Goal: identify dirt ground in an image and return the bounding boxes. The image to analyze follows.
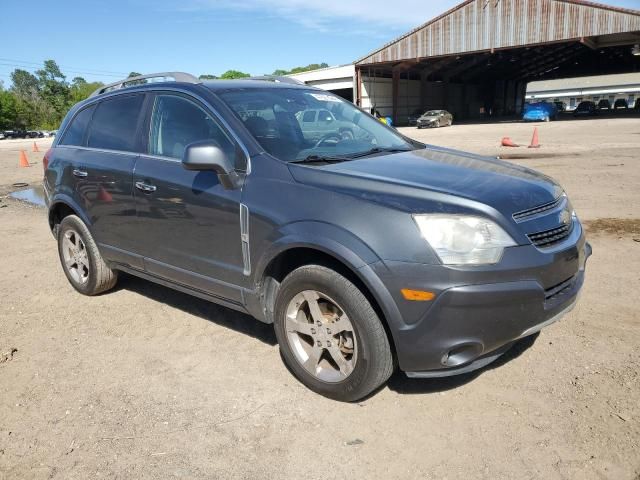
[0,118,640,480]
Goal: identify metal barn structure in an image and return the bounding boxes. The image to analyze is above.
[355,0,640,124]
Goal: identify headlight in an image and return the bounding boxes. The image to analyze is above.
[413,215,516,265]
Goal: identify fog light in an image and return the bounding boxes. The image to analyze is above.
[400,288,436,302]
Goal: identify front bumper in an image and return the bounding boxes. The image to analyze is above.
[373,223,591,377]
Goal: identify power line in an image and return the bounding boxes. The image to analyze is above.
[0,58,129,75]
[0,62,127,78]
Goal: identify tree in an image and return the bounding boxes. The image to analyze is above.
[11,68,38,97]
[69,77,104,107]
[220,70,251,80]
[35,60,70,126]
[0,89,18,130]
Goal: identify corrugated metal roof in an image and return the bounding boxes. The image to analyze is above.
[356,0,640,65]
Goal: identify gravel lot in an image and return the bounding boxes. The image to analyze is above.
[0,118,640,480]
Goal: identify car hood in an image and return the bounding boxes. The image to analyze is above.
[290,146,562,215]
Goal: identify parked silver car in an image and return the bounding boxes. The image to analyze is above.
[418,110,453,128]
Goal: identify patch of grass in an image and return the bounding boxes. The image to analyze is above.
[584,218,640,236]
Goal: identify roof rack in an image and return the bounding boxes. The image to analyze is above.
[244,75,305,85]
[91,72,200,97]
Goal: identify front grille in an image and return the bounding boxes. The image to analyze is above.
[513,195,565,222]
[527,223,573,248]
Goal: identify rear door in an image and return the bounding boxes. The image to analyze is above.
[133,92,243,303]
[55,93,145,268]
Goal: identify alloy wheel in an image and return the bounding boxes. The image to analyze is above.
[285,290,358,383]
[62,230,90,285]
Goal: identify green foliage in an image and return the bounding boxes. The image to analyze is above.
[0,60,103,130]
[220,70,251,80]
[272,62,329,76]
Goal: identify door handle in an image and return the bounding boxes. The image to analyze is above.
[136,182,156,193]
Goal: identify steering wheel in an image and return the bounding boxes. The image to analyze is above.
[313,132,343,148]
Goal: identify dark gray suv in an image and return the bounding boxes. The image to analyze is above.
[44,73,591,401]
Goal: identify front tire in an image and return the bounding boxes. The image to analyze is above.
[274,265,393,402]
[58,215,118,295]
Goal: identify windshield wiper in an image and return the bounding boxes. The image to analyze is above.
[349,147,413,158]
[289,155,349,167]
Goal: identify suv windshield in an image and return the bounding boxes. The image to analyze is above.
[219,88,416,162]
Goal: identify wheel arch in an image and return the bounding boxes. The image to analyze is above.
[48,195,91,235]
[257,242,400,359]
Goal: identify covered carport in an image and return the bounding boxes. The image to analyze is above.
[355,0,640,125]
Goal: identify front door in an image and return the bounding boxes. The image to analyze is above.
[59,94,145,268]
[133,93,243,303]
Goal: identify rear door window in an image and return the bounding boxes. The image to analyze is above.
[87,95,144,152]
[302,110,316,123]
[149,95,235,160]
[60,104,96,147]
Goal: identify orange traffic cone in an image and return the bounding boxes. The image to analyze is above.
[529,127,540,148]
[20,150,31,167]
[500,137,520,147]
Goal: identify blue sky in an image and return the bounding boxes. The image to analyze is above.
[0,0,640,86]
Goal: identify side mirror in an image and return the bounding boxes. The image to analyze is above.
[182,140,239,190]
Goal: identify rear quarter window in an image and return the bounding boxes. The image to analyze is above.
[60,104,96,147]
[87,95,144,152]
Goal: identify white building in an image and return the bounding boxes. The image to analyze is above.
[287,64,356,102]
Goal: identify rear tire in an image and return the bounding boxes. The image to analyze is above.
[274,265,394,402]
[57,215,118,295]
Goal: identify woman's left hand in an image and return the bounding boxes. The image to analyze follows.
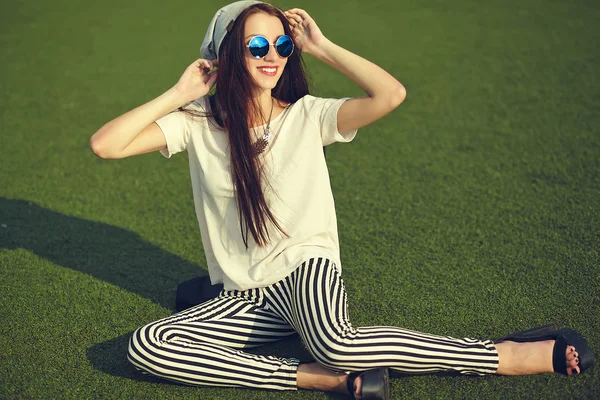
[284,8,325,54]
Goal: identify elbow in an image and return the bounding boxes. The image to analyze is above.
[389,82,406,110]
[90,136,118,159]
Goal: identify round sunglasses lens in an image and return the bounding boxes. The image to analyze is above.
[248,36,269,58]
[276,35,294,57]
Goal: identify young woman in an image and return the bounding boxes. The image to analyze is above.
[91,1,594,398]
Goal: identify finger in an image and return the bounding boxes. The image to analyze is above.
[288,15,302,25]
[206,71,217,87]
[288,8,310,19]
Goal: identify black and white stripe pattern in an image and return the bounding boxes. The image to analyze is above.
[128,258,498,390]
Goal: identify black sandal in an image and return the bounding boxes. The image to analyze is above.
[494,325,596,375]
[346,367,390,400]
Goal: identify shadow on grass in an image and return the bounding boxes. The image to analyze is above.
[0,197,312,390]
[0,197,203,310]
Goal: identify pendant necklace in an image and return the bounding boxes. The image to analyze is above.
[252,97,275,156]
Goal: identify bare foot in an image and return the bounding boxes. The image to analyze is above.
[346,375,362,400]
[496,340,580,375]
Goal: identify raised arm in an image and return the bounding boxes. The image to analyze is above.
[285,8,406,132]
[90,59,217,158]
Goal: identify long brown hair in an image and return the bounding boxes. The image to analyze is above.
[183,3,309,248]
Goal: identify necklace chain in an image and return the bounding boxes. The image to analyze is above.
[252,97,275,157]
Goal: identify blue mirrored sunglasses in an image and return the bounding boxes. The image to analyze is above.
[246,35,294,59]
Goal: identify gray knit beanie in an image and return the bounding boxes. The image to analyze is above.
[200,0,262,60]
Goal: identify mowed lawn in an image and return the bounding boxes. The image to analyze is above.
[0,0,600,399]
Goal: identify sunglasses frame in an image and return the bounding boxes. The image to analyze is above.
[246,35,296,60]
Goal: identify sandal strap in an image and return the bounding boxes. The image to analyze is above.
[346,372,362,398]
[552,335,569,375]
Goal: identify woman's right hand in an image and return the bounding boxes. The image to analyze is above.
[173,58,217,102]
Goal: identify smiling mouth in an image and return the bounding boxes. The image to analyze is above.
[257,67,277,76]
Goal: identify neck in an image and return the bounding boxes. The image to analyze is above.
[251,89,275,126]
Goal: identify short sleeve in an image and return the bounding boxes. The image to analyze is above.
[156,111,190,158]
[303,95,358,146]
[156,97,207,158]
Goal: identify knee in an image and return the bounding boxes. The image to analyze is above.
[127,325,160,371]
[310,345,351,369]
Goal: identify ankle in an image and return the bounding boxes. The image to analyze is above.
[296,362,348,394]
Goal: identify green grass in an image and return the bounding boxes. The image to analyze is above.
[0,0,600,399]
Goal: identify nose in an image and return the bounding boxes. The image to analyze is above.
[265,46,279,61]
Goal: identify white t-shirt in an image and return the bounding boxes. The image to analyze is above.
[156,95,356,290]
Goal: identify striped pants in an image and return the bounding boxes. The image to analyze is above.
[128,258,498,390]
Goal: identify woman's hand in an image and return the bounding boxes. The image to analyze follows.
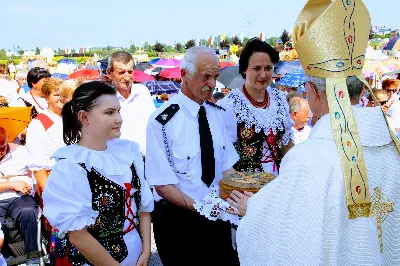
[226,190,254,216]
[136,251,151,266]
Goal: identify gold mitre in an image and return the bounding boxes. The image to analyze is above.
[292,0,371,78]
[293,0,371,219]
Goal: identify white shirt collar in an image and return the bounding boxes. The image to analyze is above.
[175,91,200,117]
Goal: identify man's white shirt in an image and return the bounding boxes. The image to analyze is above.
[117,84,156,155]
[145,92,239,201]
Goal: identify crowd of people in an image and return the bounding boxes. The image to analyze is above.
[0,0,400,266]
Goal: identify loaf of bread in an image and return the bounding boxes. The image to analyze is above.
[219,172,275,200]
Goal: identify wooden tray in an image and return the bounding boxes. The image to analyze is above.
[219,172,275,200]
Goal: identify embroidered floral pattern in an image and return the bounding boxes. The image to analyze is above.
[218,87,294,145]
[56,164,141,265]
[239,127,254,140]
[243,146,257,157]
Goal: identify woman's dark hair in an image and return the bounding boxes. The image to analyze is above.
[26,67,51,88]
[62,81,117,145]
[239,38,279,79]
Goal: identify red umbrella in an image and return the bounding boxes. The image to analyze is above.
[219,62,235,69]
[68,69,100,81]
[160,67,182,79]
[133,70,156,82]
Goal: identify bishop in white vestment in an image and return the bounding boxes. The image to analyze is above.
[237,0,400,266]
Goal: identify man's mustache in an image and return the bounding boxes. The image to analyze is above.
[201,86,214,91]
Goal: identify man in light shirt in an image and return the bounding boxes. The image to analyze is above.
[0,64,18,103]
[107,51,156,155]
[0,127,38,260]
[289,97,312,145]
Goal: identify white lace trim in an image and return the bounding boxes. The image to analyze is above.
[218,87,294,145]
[193,185,239,225]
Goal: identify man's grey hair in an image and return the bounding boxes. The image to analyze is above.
[15,71,28,79]
[181,46,219,76]
[306,75,364,100]
[289,97,307,113]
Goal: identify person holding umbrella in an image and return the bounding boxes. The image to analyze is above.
[43,81,154,266]
[26,78,65,190]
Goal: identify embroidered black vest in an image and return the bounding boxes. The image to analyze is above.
[56,164,141,265]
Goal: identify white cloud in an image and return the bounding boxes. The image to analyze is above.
[13,5,38,14]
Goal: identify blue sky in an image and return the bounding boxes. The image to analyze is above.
[0,0,400,49]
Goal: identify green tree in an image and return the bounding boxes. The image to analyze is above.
[0,49,7,60]
[281,30,290,44]
[17,45,24,55]
[175,42,183,52]
[185,39,196,50]
[369,26,375,40]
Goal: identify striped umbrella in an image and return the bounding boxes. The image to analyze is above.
[276,70,305,88]
[383,36,400,50]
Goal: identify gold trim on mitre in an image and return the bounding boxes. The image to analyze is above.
[293,0,371,78]
[293,0,371,219]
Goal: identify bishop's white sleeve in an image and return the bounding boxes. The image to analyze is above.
[132,142,154,212]
[145,118,179,186]
[134,84,156,155]
[25,119,52,171]
[42,159,99,238]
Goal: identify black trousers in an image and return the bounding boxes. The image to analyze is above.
[0,195,38,254]
[152,200,239,266]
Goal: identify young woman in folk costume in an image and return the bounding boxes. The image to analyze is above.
[43,82,154,265]
[218,38,293,178]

○ ○ ○ ○ ○

▶ SHORT TASK: Put the records between the lines holding "Goal: identify rear door in" and "[136,182,156,193]", inclusive, into a two-column CSV with the columns "goal" and "boxes", one row for each goal line and its bounding boxes. Enclose each field in quotation marks and replace line breaks with spaces.

▶ WRITTEN SOLUTION:
goal,boxes
"Goal: identify rear door in an image and return the bounding boxes. The image to analyze is above.","[133,92,243,303] [55,93,145,268]"
"Goal: identify alloy wheel in an image and return the bounding boxes. The image to analyze is above.","[285,290,358,383] [62,230,90,285]"
"Goal: identify green foliage in an image and return the bounding boxes. The image to analyze is above.","[0,60,103,130] [220,70,251,80] [272,62,329,76]"
"Goal: identify door handle in an image and return the bounding boxes. The image to analyze is above.","[136,182,156,193]"